## [EXERCISE AIM]
Below are the records; collect from them each line containing the string "rough".

## [DATA TO USE]
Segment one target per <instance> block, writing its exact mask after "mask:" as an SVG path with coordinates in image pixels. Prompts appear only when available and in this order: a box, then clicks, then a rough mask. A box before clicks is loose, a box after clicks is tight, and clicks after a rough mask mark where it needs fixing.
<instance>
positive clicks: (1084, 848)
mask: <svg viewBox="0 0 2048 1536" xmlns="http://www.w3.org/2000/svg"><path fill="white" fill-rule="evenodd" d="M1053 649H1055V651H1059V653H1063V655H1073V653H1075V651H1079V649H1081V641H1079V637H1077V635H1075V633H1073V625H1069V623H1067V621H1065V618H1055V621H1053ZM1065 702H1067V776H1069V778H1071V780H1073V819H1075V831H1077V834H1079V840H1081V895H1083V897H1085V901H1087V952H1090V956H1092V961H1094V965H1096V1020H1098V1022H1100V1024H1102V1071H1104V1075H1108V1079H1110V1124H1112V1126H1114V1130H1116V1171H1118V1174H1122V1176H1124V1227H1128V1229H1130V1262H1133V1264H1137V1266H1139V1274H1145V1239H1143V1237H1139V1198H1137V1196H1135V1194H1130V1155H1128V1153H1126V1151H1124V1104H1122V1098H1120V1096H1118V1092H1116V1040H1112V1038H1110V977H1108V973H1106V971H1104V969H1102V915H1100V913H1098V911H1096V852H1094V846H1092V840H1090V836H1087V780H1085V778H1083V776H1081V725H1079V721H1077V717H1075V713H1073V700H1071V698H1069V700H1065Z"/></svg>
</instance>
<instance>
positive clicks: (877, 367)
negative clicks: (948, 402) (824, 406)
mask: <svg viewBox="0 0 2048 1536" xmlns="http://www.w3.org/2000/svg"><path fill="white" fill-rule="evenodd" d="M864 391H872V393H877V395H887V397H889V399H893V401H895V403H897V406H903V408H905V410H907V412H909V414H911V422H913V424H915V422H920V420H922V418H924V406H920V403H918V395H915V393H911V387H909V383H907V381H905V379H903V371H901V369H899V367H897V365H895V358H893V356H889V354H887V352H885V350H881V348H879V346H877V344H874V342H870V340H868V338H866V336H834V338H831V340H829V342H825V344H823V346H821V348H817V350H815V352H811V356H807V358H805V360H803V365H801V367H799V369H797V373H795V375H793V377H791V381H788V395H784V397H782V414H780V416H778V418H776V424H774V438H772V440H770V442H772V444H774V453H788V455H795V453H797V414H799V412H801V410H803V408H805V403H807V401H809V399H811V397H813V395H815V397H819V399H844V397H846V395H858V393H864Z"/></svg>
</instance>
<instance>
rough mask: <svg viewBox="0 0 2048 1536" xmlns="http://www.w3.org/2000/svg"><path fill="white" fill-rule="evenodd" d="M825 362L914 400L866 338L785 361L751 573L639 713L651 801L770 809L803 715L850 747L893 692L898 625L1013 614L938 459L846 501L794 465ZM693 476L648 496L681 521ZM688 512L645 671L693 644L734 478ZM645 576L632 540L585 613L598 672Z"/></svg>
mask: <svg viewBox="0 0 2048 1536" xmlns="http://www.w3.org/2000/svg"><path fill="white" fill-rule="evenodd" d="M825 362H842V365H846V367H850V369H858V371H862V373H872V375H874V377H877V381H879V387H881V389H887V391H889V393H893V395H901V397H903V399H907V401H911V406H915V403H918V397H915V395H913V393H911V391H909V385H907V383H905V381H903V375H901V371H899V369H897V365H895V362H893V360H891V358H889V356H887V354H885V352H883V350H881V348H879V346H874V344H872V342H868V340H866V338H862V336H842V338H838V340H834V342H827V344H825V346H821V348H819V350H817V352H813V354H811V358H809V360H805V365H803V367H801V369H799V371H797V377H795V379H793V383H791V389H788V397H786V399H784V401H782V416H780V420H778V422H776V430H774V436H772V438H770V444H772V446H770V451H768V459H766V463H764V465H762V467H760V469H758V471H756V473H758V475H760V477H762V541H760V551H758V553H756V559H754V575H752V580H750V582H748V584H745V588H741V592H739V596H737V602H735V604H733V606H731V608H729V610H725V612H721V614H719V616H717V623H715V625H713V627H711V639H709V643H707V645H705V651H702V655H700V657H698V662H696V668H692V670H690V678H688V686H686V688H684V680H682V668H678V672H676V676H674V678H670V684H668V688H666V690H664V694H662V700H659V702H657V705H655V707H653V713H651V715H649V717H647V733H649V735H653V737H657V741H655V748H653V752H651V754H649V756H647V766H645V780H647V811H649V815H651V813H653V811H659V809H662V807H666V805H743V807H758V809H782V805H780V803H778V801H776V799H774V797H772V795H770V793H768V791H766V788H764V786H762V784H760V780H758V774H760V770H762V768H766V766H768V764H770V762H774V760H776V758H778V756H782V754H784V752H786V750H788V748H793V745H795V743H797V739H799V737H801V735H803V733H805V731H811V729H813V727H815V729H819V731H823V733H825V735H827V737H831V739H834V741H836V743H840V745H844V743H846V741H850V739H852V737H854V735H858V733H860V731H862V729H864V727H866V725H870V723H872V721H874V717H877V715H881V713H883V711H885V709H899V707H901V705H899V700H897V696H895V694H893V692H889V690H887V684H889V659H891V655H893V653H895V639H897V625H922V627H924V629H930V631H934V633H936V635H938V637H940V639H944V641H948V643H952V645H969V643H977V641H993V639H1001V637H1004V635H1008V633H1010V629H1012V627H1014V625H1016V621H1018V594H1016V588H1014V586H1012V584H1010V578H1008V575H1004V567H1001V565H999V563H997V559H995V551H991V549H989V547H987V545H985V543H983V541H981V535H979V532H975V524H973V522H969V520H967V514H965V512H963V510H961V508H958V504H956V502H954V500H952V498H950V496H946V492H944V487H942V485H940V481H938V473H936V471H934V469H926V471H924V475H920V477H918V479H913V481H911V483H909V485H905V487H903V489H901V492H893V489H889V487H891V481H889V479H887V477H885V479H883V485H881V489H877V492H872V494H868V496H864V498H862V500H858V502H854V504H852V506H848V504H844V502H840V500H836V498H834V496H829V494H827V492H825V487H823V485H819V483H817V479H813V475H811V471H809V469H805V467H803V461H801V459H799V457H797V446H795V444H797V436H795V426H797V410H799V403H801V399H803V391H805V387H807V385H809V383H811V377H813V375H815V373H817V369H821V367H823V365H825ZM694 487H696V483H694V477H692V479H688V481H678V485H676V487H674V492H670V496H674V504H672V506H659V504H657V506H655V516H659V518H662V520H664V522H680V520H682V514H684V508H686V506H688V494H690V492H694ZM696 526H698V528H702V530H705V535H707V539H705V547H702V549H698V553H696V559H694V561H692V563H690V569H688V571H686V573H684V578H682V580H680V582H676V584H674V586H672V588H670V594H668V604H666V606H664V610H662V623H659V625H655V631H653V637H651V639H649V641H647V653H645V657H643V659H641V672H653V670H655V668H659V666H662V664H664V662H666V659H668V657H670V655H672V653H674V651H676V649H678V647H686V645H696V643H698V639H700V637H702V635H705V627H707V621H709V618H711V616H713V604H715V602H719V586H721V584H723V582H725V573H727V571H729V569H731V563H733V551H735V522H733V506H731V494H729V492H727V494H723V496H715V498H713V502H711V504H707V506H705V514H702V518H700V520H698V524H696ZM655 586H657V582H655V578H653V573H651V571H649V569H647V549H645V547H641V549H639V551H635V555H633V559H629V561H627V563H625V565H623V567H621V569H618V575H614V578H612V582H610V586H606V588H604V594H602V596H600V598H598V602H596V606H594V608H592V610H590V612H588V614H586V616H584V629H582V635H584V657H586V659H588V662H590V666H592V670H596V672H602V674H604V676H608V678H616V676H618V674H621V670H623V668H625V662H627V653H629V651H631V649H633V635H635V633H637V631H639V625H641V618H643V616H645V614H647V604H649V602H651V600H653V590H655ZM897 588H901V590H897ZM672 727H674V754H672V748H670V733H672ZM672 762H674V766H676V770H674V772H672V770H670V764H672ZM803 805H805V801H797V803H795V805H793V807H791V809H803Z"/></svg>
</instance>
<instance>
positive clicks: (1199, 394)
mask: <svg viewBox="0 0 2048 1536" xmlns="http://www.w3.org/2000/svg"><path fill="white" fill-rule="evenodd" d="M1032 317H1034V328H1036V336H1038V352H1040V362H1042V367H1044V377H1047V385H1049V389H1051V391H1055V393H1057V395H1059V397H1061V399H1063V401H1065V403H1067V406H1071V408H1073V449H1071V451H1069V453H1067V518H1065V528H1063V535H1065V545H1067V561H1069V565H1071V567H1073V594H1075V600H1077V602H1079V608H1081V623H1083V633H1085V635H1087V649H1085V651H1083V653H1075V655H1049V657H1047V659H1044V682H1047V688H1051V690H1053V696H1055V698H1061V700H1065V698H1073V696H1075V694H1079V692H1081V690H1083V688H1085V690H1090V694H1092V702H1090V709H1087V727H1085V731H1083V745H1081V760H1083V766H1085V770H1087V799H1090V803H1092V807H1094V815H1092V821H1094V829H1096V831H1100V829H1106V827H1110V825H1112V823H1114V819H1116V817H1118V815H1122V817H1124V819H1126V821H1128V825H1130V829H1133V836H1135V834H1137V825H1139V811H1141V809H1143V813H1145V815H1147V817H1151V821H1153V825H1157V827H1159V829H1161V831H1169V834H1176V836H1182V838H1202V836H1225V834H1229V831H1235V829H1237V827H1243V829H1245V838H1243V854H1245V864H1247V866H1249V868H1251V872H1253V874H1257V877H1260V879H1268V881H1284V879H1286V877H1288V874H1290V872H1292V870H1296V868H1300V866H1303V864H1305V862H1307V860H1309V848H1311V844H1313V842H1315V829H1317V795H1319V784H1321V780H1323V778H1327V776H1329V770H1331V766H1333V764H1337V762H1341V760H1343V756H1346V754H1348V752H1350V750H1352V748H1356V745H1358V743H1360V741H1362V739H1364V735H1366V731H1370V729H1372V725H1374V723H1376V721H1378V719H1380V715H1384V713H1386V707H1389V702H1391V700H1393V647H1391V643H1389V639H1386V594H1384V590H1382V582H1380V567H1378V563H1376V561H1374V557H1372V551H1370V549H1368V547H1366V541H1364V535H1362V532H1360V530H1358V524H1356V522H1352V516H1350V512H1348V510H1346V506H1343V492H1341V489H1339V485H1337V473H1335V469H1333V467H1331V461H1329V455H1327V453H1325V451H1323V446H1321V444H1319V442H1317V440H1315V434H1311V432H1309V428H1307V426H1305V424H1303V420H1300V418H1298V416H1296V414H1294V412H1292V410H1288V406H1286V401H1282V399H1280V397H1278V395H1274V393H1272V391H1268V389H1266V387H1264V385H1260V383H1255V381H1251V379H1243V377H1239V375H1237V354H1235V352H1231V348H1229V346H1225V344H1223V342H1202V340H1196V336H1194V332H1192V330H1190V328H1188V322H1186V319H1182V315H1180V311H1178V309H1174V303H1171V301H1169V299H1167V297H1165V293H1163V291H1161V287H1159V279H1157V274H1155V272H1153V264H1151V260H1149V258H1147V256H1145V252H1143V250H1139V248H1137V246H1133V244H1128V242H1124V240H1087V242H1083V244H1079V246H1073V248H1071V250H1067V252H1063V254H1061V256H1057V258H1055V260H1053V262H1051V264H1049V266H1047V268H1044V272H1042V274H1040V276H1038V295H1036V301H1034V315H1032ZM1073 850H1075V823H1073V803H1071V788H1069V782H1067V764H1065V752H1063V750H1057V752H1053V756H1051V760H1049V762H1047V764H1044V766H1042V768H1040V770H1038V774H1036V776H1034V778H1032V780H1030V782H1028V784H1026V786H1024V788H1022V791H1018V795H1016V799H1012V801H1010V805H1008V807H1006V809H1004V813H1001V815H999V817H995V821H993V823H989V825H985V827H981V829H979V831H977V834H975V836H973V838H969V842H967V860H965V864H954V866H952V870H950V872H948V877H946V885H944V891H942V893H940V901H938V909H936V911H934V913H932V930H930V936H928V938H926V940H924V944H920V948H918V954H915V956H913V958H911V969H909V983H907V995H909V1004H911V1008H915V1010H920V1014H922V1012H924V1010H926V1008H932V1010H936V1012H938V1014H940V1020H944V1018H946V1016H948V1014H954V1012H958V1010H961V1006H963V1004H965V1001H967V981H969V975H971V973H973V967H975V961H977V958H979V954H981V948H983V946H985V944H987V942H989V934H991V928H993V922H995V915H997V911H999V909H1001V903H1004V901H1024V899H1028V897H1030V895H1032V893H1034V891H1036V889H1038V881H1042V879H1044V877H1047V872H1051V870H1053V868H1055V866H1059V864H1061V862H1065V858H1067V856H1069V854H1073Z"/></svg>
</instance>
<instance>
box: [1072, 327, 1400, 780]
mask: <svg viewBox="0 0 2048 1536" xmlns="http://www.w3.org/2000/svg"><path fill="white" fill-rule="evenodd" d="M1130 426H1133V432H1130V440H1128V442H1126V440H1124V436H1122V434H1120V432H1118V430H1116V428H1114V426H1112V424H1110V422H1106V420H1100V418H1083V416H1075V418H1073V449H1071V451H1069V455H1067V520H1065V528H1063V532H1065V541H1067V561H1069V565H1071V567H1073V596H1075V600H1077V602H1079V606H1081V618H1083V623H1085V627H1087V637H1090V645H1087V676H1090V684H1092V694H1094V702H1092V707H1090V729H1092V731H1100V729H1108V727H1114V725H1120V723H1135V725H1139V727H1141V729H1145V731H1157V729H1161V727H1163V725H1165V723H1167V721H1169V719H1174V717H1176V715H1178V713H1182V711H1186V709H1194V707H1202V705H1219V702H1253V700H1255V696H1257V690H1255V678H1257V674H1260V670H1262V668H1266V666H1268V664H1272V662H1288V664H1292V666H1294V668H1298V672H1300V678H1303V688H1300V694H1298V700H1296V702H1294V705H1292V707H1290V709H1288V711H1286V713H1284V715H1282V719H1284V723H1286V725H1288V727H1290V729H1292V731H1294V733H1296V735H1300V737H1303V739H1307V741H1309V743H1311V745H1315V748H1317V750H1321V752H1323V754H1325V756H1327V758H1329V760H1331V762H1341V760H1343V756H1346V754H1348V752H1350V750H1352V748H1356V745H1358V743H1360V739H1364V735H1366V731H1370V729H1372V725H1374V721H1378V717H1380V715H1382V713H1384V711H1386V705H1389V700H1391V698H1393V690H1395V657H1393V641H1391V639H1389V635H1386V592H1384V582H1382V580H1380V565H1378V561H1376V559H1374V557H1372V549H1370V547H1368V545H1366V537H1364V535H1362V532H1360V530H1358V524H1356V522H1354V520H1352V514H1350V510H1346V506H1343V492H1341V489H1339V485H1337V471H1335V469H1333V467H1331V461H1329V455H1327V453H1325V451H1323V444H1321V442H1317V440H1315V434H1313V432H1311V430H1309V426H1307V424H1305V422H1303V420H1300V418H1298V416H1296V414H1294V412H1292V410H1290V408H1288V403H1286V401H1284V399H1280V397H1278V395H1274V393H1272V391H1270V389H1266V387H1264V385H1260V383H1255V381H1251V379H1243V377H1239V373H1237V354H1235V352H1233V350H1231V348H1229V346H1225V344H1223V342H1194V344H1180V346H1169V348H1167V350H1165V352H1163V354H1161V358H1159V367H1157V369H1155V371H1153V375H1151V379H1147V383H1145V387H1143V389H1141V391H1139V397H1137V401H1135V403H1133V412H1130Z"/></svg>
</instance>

## [RESPONSE TO THE EXERCISE]
Segment one target per <instance> block, writing its exact mask after "mask:" as an SVG path with coordinates in image pixels. Prompts appear only when available and in this order: a box, then clicks, then a rough mask. A box before clicks is loose, a box after clicks is tight, and clicks after a rough mask mark where it needs fixing.
rough mask: <svg viewBox="0 0 2048 1536" xmlns="http://www.w3.org/2000/svg"><path fill="white" fill-rule="evenodd" d="M825 362L914 400L866 338L785 361L751 573L639 713L651 801L770 809L803 715L850 747L893 692L898 625L1013 614L938 459L846 501L794 465ZM693 476L648 496L681 521ZM688 512L645 671L693 644L734 478ZM645 576L632 540L585 613L598 672Z"/></svg>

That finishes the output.